Given problem → Transcribe word for word the lines of the listing below, from the line containing "190, one pair per line." up to and including the line containing "column 273, row 462".

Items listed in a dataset
——

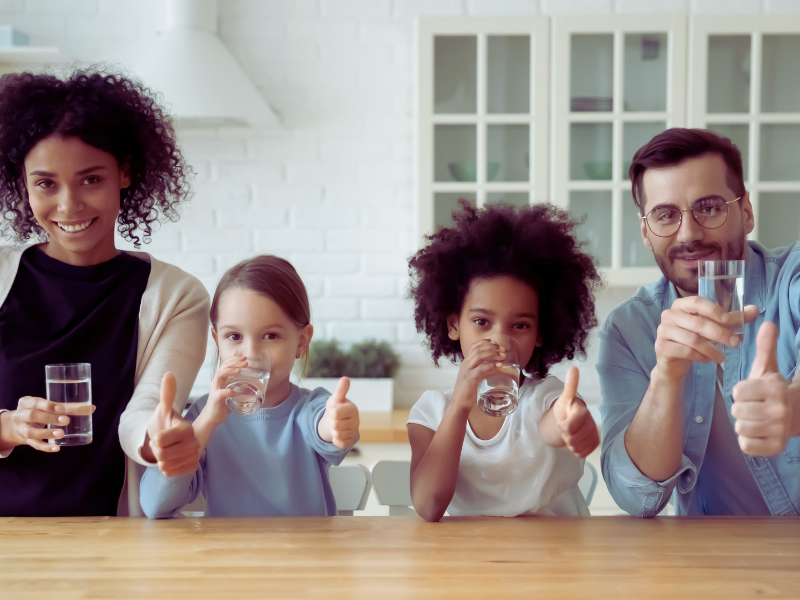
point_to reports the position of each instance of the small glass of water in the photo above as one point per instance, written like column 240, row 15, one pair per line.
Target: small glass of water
column 250, row 385
column 498, row 395
column 722, row 282
column 71, row 385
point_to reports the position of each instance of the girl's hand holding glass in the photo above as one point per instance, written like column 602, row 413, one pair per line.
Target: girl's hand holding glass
column 217, row 405
column 578, row 429
column 340, row 422
column 484, row 359
column 27, row 425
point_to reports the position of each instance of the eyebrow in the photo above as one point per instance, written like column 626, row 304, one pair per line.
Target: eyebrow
column 484, row 311
column 273, row 326
column 82, row 172
column 667, row 205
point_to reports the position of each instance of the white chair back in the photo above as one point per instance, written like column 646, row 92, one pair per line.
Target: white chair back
column 588, row 482
column 351, row 485
column 392, row 481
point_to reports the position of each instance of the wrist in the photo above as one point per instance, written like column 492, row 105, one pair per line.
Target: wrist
column 8, row 433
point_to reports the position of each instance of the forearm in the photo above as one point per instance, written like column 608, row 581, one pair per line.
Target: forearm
column 433, row 482
column 8, row 438
column 794, row 400
column 654, row 439
column 549, row 430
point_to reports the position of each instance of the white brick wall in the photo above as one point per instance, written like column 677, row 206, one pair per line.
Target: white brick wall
column 333, row 190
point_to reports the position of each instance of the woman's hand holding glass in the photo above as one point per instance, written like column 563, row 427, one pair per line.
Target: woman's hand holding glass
column 27, row 425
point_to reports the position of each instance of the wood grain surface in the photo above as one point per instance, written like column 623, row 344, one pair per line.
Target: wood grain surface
column 400, row 557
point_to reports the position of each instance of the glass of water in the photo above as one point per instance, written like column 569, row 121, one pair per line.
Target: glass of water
column 498, row 395
column 71, row 385
column 722, row 282
column 250, row 385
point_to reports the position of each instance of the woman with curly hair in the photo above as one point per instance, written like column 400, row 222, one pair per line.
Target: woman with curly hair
column 502, row 271
column 79, row 158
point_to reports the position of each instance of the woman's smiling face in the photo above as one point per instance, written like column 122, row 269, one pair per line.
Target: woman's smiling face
column 74, row 193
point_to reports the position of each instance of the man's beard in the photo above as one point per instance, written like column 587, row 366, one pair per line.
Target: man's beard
column 735, row 251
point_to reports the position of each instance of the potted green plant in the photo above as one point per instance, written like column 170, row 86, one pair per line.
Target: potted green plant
column 370, row 365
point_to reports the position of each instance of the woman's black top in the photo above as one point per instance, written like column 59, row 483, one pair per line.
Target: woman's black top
column 60, row 313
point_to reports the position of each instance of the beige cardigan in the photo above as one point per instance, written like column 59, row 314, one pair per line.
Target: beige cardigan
column 173, row 332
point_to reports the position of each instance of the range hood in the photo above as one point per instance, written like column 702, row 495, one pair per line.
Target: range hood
column 201, row 81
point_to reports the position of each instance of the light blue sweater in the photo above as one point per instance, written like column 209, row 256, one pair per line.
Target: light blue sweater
column 269, row 464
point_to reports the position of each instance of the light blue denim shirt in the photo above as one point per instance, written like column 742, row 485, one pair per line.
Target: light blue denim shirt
column 627, row 356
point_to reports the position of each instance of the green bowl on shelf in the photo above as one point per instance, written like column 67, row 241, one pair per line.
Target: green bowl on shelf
column 468, row 170
column 598, row 169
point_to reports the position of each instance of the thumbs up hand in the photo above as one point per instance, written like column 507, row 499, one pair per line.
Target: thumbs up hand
column 171, row 440
column 578, row 429
column 340, row 422
column 761, row 405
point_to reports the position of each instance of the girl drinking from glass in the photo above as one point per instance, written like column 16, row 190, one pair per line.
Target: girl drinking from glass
column 520, row 273
column 273, row 462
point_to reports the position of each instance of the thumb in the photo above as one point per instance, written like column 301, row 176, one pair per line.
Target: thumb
column 169, row 388
column 340, row 395
column 570, row 386
column 766, row 351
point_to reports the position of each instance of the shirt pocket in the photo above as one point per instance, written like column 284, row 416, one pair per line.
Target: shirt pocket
column 792, row 452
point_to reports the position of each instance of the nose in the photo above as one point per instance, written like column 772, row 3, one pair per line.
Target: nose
column 689, row 231
column 70, row 202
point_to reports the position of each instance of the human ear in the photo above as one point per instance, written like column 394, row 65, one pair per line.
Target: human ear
column 125, row 174
column 452, row 327
column 305, row 340
column 747, row 211
column 645, row 231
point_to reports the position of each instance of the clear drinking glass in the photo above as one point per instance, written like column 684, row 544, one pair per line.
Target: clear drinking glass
column 722, row 282
column 498, row 395
column 250, row 384
column 71, row 385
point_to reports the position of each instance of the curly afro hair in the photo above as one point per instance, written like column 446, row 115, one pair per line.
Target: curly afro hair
column 110, row 112
column 535, row 244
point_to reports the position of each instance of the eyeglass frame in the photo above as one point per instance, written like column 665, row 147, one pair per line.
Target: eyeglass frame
column 690, row 209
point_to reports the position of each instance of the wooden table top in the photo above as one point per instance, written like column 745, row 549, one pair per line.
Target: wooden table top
column 384, row 428
column 400, row 557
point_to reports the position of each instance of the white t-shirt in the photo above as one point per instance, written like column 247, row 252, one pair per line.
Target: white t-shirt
column 515, row 472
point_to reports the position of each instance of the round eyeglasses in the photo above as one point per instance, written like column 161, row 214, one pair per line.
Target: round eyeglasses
column 710, row 213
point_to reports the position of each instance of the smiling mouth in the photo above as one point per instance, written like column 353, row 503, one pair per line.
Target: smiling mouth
column 74, row 227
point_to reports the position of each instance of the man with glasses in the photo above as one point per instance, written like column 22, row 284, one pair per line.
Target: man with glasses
column 688, row 406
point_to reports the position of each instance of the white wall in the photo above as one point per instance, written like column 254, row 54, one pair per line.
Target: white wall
column 332, row 191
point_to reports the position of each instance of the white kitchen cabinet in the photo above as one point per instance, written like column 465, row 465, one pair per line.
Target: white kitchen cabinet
column 745, row 84
column 482, row 108
column 619, row 82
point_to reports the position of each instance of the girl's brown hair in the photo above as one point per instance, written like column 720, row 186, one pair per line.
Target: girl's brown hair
column 274, row 278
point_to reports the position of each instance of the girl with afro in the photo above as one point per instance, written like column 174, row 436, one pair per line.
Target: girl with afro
column 519, row 272
column 81, row 158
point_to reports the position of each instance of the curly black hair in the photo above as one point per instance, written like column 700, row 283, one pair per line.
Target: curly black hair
column 108, row 111
column 535, row 244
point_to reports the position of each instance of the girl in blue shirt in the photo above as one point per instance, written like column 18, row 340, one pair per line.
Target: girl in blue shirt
column 275, row 461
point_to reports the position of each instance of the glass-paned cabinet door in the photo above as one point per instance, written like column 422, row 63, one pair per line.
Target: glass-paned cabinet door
column 623, row 85
column 483, row 114
column 745, row 85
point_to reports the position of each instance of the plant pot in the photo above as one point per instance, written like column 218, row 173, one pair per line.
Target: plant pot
column 368, row 394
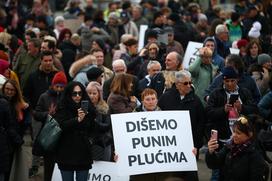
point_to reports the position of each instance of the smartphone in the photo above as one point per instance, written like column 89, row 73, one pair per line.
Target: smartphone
column 85, row 105
column 233, row 98
column 214, row 134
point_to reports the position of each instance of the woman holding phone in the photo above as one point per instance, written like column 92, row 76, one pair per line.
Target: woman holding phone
column 240, row 158
column 73, row 153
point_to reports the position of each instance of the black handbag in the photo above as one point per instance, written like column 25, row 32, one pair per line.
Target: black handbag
column 49, row 135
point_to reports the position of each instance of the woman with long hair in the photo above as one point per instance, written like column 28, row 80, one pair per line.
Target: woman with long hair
column 19, row 108
column 20, row 113
column 253, row 49
column 73, row 153
column 102, row 149
column 240, row 158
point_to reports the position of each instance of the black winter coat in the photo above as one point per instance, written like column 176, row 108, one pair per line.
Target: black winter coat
column 249, row 165
column 73, row 152
column 170, row 100
column 216, row 114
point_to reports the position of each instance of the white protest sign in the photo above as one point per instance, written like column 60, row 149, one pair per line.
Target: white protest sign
column 192, row 51
column 101, row 171
column 234, row 51
column 143, row 29
column 158, row 141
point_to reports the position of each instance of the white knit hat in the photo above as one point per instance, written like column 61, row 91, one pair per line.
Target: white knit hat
column 255, row 30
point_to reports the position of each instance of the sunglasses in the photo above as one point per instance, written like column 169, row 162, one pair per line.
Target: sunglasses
column 185, row 83
column 76, row 93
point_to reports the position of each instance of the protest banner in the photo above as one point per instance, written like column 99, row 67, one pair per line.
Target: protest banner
column 101, row 171
column 159, row 141
column 191, row 53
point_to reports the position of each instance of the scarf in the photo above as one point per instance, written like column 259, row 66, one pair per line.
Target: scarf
column 237, row 149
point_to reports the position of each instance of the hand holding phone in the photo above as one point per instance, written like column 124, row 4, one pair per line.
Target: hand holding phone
column 214, row 134
column 85, row 106
column 233, row 98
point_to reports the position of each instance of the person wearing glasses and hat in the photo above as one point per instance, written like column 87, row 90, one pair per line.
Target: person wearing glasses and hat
column 222, row 111
column 240, row 158
column 182, row 97
column 203, row 71
column 73, row 152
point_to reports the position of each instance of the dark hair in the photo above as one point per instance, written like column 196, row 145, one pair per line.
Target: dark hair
column 66, row 99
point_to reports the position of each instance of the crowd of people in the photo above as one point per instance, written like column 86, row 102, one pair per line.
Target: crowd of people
column 47, row 68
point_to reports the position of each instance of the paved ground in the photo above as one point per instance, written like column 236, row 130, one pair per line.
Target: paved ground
column 203, row 172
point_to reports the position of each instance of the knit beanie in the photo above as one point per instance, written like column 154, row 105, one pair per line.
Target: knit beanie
column 229, row 73
column 255, row 30
column 263, row 58
column 59, row 78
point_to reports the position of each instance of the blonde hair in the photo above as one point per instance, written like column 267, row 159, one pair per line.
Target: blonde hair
column 102, row 106
column 5, row 38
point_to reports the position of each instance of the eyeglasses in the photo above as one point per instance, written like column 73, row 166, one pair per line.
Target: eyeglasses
column 76, row 93
column 185, row 83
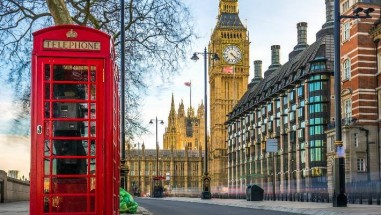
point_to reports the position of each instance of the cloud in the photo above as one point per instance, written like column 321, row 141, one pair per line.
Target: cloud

——

Complete answer →
point_to reports the position of each instance of the girl drinking from glass in the photo above as one point per instance, written like column 16, row 190, one pair per line.
Target: girl drinking from glass
column 520, row 273
column 273, row 462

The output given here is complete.